• **EXTRACT PROVIDED**:

__________

The court further concluded that there was no risk of inconsistent court determinations or contradictory positions before different tribunals to suit Plaintiffs' ends, as was evident in Patriot Cinemas, in part, because the proceedings have all been before the same tribunal. Tr. at 12. The court stated that, although this fact is not determinative, it goes to apparent strategy or motive to play fast and loose or to deceive the court. Id. The court further concluded that Plaintiffs obtained no unfair advantage by omitting the claims because Defendants were not parties when the Plaintiffs' plans were confirmed. Tr. at 13. The bankruptcy court stated: "It's also the case that many of these defendants, they were all basically insiders, and many of them were in a position to control what was on the schedules, and the schedules were really the principal public document manifesting the failure to disclose complained of." Tr. at 15. Finally, the bankruptcy court concluded that Plaintiffs did not enjoy any previous success that is directly inconsistent with a position they are currently espousing within the meaning of the judicial estoppel doctrine.

Appellants strain to find a contested issue of law, but they fail in their attempt because, as stated above, the bankruptcy court correctly articulated the standard within this circuit regarding judicial estoppel. Furthermore, a claim of misapplied law, coupled with a claim of a dispute among the circuits, is not the stuff of which interlocutory appeals are made since such a claim may be appealed on the merits. See In re Bank of New England Corp., 218 B.R. at 648, 653. The Court, therefore, concludes that the bankruptcy court's denial of Appellants' motion for judgment based on judicial estoppel raised no controlling issue of law upon which there is substantial ground for difference of opinion.

c. Appeal Does Not Materially Advance Termination of the Litigation

Appellants make no argument on this factor other than the conclusory assertion that a reversal of the bankruptcy court's order would leave no claims remaining for adjudication at trial. Motion at 13. Appellees respond that the bankruptcy court's order is procedurally akin to the denial of a motion to dismiss that did not decide a substantial question of law. See McGowan v. Global Industries, Inc. (In re National Office Products), 116 B.R. 19, 21 (D.R.I. 1990); see also Sandler, 649 F. 2d at 20 ("further development of the facts will be required before a question of law, susceptible of appellate determination, emerges"); see also In re Bank of New England Corp., 218 B.R. at 652-53. Appellees further respond that granting leave to appeal would not advance the termination of the litigation because the bankruptcy judge acknowledged but declined to address alternative substantive arguments on matters within the bankruptcy court's discretion relating to interpretation of language in the chapter 11 plans. 4 Objection at 13. This Court concludes that, although the application of judicial estoppel could advance the termination of the litigation, this Court is not in a position, in an appellate posture, to determine the applicability of the doctrine because there is an insufficient record. In other words, even if this Court agreed to take an appeal, the Court cannot review what the bankruptcy court has not yet decided, i.e., the relevant factual findings regarding interpretation of the plans vis-à-vis disclosure or nondisclosure of the D & O claims. This Court agrees that, as Appellees maintain, granting leave to appeal would not materially advance the ultimate termination of the litigation but would result in piecemeal adjudication of the matter. Objection at 14.

__________

• **DATASET EXCERPTS**:
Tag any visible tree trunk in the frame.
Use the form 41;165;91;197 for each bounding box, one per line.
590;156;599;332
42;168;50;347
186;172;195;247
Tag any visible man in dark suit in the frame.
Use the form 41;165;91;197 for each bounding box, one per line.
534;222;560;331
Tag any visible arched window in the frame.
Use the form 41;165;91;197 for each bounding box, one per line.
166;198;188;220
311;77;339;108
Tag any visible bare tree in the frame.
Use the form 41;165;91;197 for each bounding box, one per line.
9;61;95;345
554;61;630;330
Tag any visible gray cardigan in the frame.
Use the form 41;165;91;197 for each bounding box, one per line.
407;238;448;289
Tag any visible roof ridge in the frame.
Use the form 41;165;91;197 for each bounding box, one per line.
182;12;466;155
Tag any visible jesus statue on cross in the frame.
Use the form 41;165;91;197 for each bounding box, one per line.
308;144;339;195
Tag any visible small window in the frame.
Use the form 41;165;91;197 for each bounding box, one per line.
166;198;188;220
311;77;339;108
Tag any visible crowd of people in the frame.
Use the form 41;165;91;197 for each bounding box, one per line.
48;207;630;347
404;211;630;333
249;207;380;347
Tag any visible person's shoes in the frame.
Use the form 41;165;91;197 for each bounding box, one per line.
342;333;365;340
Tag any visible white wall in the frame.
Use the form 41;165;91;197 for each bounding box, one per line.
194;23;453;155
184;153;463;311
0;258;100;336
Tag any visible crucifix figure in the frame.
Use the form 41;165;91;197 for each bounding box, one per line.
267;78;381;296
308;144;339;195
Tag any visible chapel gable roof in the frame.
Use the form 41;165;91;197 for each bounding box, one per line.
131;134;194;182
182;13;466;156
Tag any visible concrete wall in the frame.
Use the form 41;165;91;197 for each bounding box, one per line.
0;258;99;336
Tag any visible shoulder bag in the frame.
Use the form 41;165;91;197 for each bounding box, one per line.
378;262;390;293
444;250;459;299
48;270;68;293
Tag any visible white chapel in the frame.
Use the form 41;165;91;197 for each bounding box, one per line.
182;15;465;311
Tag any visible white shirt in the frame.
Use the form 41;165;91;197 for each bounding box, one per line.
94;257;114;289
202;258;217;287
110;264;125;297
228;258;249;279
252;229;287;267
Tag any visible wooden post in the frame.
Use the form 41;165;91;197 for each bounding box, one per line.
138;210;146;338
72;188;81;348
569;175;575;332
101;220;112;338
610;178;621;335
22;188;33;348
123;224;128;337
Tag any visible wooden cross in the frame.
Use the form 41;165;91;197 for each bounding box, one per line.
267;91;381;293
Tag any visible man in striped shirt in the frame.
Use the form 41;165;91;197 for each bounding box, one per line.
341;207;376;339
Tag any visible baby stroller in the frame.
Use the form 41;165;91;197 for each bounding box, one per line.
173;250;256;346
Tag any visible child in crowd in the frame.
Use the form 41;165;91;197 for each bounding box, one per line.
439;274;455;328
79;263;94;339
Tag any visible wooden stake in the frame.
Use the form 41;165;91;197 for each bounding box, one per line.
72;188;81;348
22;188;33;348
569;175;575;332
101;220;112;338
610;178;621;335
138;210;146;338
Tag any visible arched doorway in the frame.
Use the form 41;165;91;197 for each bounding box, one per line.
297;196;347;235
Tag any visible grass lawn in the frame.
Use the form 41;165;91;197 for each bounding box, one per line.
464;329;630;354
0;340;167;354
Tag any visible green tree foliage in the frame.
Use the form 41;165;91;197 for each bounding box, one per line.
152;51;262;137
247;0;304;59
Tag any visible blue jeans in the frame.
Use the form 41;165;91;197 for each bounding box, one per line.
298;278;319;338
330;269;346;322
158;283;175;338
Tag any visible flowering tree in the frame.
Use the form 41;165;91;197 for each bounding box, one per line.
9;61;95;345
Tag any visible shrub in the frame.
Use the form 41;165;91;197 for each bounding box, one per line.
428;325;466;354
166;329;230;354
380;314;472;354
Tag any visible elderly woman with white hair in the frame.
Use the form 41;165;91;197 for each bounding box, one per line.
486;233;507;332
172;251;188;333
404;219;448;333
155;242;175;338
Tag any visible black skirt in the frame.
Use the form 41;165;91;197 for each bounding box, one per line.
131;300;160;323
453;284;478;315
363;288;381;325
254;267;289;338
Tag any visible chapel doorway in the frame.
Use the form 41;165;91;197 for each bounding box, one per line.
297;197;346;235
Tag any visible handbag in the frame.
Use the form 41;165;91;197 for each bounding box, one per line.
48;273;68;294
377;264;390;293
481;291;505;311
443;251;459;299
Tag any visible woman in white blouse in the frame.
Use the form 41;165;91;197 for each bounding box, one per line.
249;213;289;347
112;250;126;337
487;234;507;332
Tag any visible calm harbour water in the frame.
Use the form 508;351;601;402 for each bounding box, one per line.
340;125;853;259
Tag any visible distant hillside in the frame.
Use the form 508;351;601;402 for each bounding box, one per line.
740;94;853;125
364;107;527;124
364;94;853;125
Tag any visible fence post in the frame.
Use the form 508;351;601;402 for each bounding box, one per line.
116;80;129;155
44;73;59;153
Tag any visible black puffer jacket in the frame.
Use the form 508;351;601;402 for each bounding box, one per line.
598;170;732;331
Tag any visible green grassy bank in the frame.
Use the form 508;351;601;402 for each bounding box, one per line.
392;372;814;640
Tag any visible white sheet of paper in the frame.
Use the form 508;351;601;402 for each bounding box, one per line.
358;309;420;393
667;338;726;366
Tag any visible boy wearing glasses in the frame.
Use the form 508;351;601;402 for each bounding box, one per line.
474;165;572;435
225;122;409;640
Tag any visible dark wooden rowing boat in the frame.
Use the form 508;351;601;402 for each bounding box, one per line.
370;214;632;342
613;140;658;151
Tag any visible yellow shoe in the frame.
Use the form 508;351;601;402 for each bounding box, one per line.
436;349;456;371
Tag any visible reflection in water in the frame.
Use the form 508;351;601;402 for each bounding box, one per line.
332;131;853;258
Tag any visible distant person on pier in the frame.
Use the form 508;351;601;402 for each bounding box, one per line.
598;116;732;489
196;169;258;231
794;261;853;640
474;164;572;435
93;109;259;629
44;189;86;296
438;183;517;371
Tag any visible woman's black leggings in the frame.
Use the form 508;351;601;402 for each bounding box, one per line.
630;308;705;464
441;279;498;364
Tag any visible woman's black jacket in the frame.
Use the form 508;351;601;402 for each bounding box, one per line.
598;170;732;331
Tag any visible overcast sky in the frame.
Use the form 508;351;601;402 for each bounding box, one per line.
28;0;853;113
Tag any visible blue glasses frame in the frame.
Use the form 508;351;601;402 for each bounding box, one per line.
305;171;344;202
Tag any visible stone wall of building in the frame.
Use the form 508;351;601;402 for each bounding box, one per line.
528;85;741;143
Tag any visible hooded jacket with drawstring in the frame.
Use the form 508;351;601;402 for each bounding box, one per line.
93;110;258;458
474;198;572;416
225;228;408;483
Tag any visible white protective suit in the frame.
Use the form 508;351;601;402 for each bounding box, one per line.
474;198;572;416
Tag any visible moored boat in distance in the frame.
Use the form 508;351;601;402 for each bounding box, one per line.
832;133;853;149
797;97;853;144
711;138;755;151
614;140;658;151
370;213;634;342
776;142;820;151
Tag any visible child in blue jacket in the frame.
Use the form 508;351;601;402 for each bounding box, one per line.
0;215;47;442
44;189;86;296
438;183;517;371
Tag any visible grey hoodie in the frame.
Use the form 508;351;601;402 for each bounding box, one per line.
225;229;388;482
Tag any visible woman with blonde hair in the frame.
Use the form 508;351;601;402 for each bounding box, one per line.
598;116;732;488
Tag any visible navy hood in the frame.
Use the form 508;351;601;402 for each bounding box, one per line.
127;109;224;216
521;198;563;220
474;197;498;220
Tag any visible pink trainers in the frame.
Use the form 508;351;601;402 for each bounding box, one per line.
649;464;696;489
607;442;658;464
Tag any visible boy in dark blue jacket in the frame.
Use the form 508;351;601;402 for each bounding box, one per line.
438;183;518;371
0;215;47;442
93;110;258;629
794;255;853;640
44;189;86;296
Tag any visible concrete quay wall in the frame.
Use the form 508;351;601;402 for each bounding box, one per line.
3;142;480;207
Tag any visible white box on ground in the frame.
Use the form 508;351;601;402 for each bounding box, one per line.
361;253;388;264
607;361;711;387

__________

• **WHAT NEEDS TO BE DONE**:
According to the judicial estoppel passage above, why did the bankruptcy court conclude that Plaintiffs obtained no unfair advantage by omitting the claims?

• **EXERCISE OUTPUT**:
Defendants were not parties when Plaintiffs' plans were confirmed.